[RECORD LIST]
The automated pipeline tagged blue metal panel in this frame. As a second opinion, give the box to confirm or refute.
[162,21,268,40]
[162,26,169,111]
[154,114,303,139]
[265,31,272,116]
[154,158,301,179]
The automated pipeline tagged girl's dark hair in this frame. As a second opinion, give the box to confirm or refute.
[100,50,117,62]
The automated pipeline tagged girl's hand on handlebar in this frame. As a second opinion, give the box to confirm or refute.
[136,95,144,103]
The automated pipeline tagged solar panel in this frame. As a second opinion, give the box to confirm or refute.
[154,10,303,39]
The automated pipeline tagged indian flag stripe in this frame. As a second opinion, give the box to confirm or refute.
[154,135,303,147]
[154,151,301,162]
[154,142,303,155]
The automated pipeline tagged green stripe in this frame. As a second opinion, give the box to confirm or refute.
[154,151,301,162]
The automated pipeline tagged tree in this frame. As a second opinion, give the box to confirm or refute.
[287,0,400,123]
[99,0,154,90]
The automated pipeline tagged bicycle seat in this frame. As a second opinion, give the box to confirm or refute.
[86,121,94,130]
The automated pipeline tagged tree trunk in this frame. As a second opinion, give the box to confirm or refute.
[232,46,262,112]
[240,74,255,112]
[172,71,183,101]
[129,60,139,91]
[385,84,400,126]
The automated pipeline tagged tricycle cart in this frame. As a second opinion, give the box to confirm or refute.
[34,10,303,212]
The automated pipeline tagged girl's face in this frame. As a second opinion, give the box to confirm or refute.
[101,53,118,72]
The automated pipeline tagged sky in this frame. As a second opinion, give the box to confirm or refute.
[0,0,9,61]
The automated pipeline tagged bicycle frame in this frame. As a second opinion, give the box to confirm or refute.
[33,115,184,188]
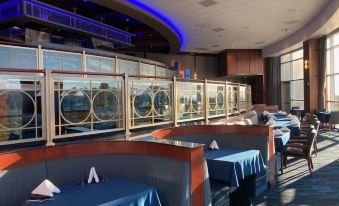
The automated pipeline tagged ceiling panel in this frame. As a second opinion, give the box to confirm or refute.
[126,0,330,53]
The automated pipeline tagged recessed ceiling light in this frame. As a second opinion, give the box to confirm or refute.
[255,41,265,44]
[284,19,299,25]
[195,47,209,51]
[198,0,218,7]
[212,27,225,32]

* * *

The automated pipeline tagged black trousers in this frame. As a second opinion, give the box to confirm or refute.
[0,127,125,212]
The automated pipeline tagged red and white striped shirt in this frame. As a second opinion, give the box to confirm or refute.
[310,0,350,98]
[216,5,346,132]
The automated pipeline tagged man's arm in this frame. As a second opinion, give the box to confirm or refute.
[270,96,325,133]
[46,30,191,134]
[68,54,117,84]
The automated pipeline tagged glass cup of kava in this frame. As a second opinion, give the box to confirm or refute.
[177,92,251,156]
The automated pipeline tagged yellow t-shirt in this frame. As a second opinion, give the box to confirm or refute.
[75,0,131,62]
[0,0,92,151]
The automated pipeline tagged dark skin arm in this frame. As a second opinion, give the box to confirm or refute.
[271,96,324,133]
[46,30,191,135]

[TASK STATEMENT] Arrange the records from the line containing "The automated pipeline tagged blue" through the line containing "[154,10,303,39]" as a two-column CSV with the headers request and box, one row per request. Put the request text and its answer each in a single quoted field, turning any line breaks into spaces.

[WORKED SOLUTION]
request,box
"The automated pipeline tagged blue metal panel in this frame. As a second opinion, give the box to confirm or refute.","[162,21,268,40] [162,26,169,111] [154,114,303,139] [265,31,272,116] [154,158,301,179]"
"The automated pipeline tagged girl's dark hair in this frame. As a second opinion, give the box to confirm or refute.","[100,50,117,62]"
"The automated pipeline tagged girl's hand on handlebar in this frame. As a second opinion, give the box to confirm or refute.","[136,95,144,103]"
"The automated pipeline tagged solar panel in this frame. As a second opinion, give the box to confirm or refute.","[154,10,303,39]"